* **AUFGABEN**
• a. Für welches Jahr ist laut dem Textauszug über Fahrzeug-Software bei BMW die neue Klasse geplant?
• b. Gib im Textauszug über Fahrzeug-Software bei BMW den Abschnitt von „Damit stellt sich“ bis „Generationen wiederverwendet wurde.“ wieder und ersetze dabei „Partnern“ durch „Zulieferern“.
• c. Führe den Textauszug über Fahrzeug-Software und Zonen-Architektur bei BMW im Anschluss an seinen letzten Satz fort.

* **VORLIEGENDER TEXTAUSZUG**
+===+

Damit stellt sich für ihn die dringende Frage, wie Software-Kompatibilität und Leistungsskalierung zwischen den Hardware-Generationen unterstützt werden können. Für BMW sei es immer wichtig gewesen, entwickelte Software von Generation zu Generation weiterzugeben. »Eine Neuentwicklung aller vorhandenen Software-Assets ist einfach wirtschaftlich nicht machbar und geht auch zulasten von neuen Funktionen«, betont Grote. Um dieses Problem zu adressieren, habe BMW die Zusammenarbeit mit Partnern forciert, denn damit könnten Interoperabilität und Standards gefördert werden. Ein Ansatz mit Erfolg: Laut seiner Aussage gibt es bei BMW einige Steuergeräte, die bereits über vier Generationen weiterentwickelt wurden und bei denen der Code in allen Generationen wiederverwendet wurde.

Zonen-Architektur

Die E/E-Architekturen in den Fahrzeugen verändern sich bekanntermaßen grundlegend. Nutzen die meisten der heutigen Fahrzeuge noch eine Domänen-Architektur mit Gateway und Domänen-Controllern, stehen Fahrzeuge mit Zonen-Architektur bereits in den Startlöchern. Diese Architektur kommt auch in der sogenannten neuen Klasse von BMW zum Einsatz, die für 2025 geplant ist.

+===+

* **BEREITGESTELLTES MATERIAL**
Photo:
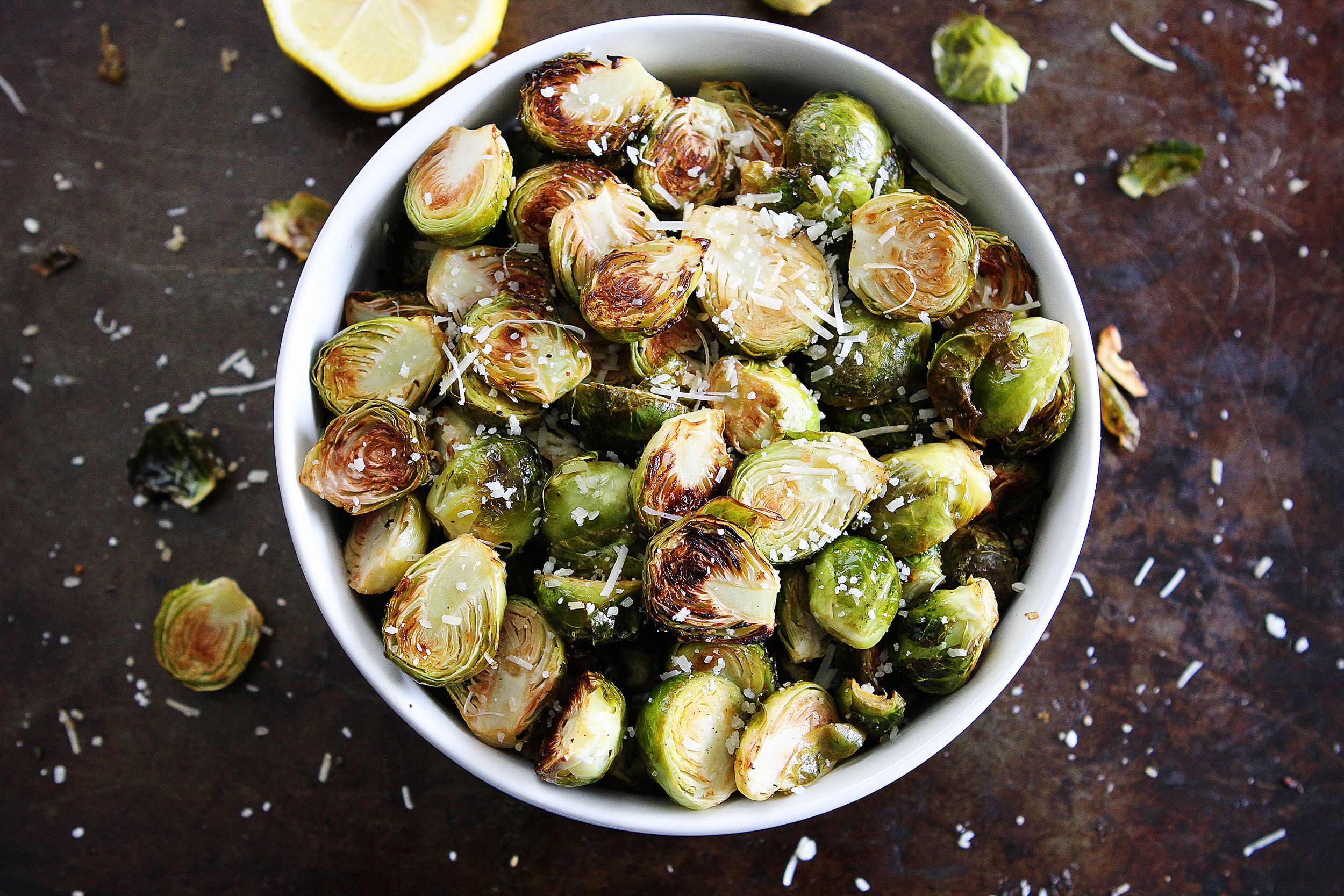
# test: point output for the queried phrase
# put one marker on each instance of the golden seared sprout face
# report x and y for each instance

+===+

* **LÖSUNGEN**
• a. Für 2025.

• b.
Damit stellt sich für ihn die dringende Frage, wie Software-Kompatibilität und Leistungsskalierung zwischen den Hardware-Generationen unterstützt werden können. Für BMW sei es immer wichtig gewesen, entwickelte Software von Generation zu Generation weiterzugeben. »Eine Neuentwicklung aller vorhandenen Software-Assets ist einfach wirtschaftlich nicht machbar und geht auch zulasten von neuen Funktionen«, betont Grote. Um dieses Problem zu adressieren, habe BMW die Zusammenarbeit mit Zulieferern forciert, denn damit könnten Interoperabilität und Standards gefördert werden. Ein Ansatz mit Erfolg: Laut seiner Aussage gibt es bei BMW einige Steuergeräte, die bereits über vier Generationen weiterentwickelt wurden und bei denen der Code in allen Generationen wiederverwendet wurde.

• c.
Diese Zonen-Architektur hat enorme Auswirkungen. So hat BMW beispielsweise bei der neuen Generation eine viel klarere Trennung zwischen zentralen Teilen und Peripherie erreicht, »wir haben viel aufgeräumt, das gilt insbesondere in den Bereichen Logik und Power«, betont Grote. Die zentrale Recheneinheit sitzt bei den Fahrzeugen zentralisiert in der Mitte, aber auch das Nervensystem und das Power-Management haben sich im Vergleich zur bisherigen Domänen-Architektur stark verändert. Grote weiter: »Der gesamte Kabelbaum ist um etwa 30 Prozent geschrumpft.«

Und allen, die eine weitere radikale Reduktion anfordern, erteilt er eine Abfuhr: »Manche glauben, dass ein gutes Auto ein Auto mit Gehirn und ohne Nervensystem ist, das ist aber nicht wahr.« Man müsse sich einfach den Menschen als Vorbild nehmen: Auch beim Menschen laufen zeitkritische und sicherheitskritische Aufgaben autonom in der Peripherie ab, komplexe Aufgaben werden zentral bearbeitet – und genau dieses Prinzip muss seiner Meinung nach auch im Fahrzeug berücksichtigt werden.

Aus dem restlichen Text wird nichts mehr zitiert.